===== Vorliegender Text =====

Benutzerfreundlichere Zeugnissoftware

Das Schulfeld beurteilt die Benutzerfreundlichkeit der Zeugnisformulare bzw. der zur Verfügung stehenden Zeugnissoftware teilweise als verbesserungswürdig. Entsprechend sind diese bis zum Zeitpunkt einer nächsten Anpassung der Zeugnisformulare zu überprüfen und allenfalls zu optimieren. Das Volksschulamt nimmt sich dieses Anliegens unter Einbezug von Vertreterinnen und Vertretern des Schulfelds an.

Schaffung eines einheitlichen Beurteilungskonzepts im Sinne einer Orientierungshilfe

Für die Beurteilung der Schülerleistungen an der Volksschule existieren zwar einzelne Planungshilfen, ein umfassendes, einheitliches und transparentes Beurteilungskonzept fehlt jedoch. Dies führt im Schulfeld immer wieder zu Unsicherheiten. So ist beispielsweise für Lehrpersonen, Eltern und weitere Aussenstehende nicht restlos klar, wie Beurteilungen in den Zeugnissen entstehen und wie belegbar sie sein müssen. Dies führt teilweise zu einem unverhältnismässigen Prüfungsaufwand.

Lehrpersonen wünschen sich Hinweise, wie sie dem Anspruch der Schülerinnen und Schüler sowie der Eltern auf Transparenz bezüglich der Beurteilung von Leistungen und deren Abbildung in den Zeugnissen besser gerecht werden können. Eltern erwarten mehr Klarheit, wie Noten und Beurteilungen zustande kommen. Bezirksräte suchen nach generellen Kriterien, nach welchen sich Aufsichtsbeschwerden beurteilen lassen.

Zu diesem Zweck ist das Volksschulamt daran, die Planungshilfe «Beurteilung und Schullaufbahnentscheide» mit weiteren Partnern des Schulfelds zu überarbeiten und hinsichtlich der erwähnten Aspekte zu erweitern. Allenfalls werden weitere, adressatenspezifische Unterlagen erstellt.

Ausfüllen und Ausdrucken der Zeugnisformulare durch die Schulverwaltungen

Das Ausstellen der Schulzeugnisse beansprucht zeitliche Ressourcen. Teilweise aufgrund fehlender Routine verursacht die Bereitstellung der digitalen Formulare und deren Ausdruck oft unverhältnismässig grossen Aufwand bei den Klassenlehrpersonen.

=====

* [Aufgabe A] Schreibe aus dem Text über die Schulzeugnisse alles von „Das Ausstellen der“ bis hinunter zu „bei den Klassenlehrpersonen.“ wortgetreu ab.
* [Aufgabe B] Übersetze den Satz „Eltern erwarten mehr Klarheit, wie Noten und Beurteilungen zustande kommen.“ aus dem Text über die Schulzeugnisse ins Englische.

===== Einträge =====

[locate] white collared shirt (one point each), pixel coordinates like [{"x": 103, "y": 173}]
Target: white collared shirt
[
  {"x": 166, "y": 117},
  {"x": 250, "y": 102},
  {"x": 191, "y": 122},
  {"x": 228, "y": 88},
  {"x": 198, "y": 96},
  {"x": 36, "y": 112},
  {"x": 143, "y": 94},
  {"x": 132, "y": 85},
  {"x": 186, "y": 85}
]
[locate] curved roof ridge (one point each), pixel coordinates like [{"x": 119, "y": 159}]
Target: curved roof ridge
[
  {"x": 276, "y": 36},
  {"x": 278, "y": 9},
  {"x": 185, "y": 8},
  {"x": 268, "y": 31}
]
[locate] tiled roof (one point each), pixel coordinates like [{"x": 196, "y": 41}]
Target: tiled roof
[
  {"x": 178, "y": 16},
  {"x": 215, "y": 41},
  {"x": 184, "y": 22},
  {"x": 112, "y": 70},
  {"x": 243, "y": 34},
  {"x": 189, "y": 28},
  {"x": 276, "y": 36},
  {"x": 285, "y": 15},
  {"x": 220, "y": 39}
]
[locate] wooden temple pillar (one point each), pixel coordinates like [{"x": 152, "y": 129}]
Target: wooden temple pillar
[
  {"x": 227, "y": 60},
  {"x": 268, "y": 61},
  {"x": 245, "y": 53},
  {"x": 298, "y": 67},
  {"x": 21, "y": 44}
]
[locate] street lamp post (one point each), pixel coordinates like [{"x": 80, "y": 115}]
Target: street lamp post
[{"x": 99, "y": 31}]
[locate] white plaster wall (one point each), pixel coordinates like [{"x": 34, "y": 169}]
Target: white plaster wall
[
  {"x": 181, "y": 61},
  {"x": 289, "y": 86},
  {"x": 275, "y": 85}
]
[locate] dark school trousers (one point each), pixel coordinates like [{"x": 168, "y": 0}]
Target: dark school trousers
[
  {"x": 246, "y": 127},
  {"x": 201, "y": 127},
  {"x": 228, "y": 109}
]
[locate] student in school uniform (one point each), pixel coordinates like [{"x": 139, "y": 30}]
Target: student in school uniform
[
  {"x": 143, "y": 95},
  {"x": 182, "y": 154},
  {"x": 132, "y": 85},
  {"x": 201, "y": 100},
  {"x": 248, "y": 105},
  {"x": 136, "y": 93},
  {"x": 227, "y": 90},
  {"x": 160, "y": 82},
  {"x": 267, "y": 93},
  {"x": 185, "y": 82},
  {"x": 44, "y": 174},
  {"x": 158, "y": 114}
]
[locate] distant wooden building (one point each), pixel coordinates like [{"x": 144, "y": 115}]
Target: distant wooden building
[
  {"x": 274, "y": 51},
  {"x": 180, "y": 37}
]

=====

* [Lösung A]
Das Ausstellen der Schulzeugnisse beansprucht zeitliche Ressourcen. Teilweise aufgrund fehlender Routine verursacht die Bereitstellung der digitalen Formulare und deren Ausdruck oft unverhältnismässig grossen Aufwand bei den Klassenlehrpersonen.

* [Lösung B] Parents expect more clarity about how grades and assessments come about.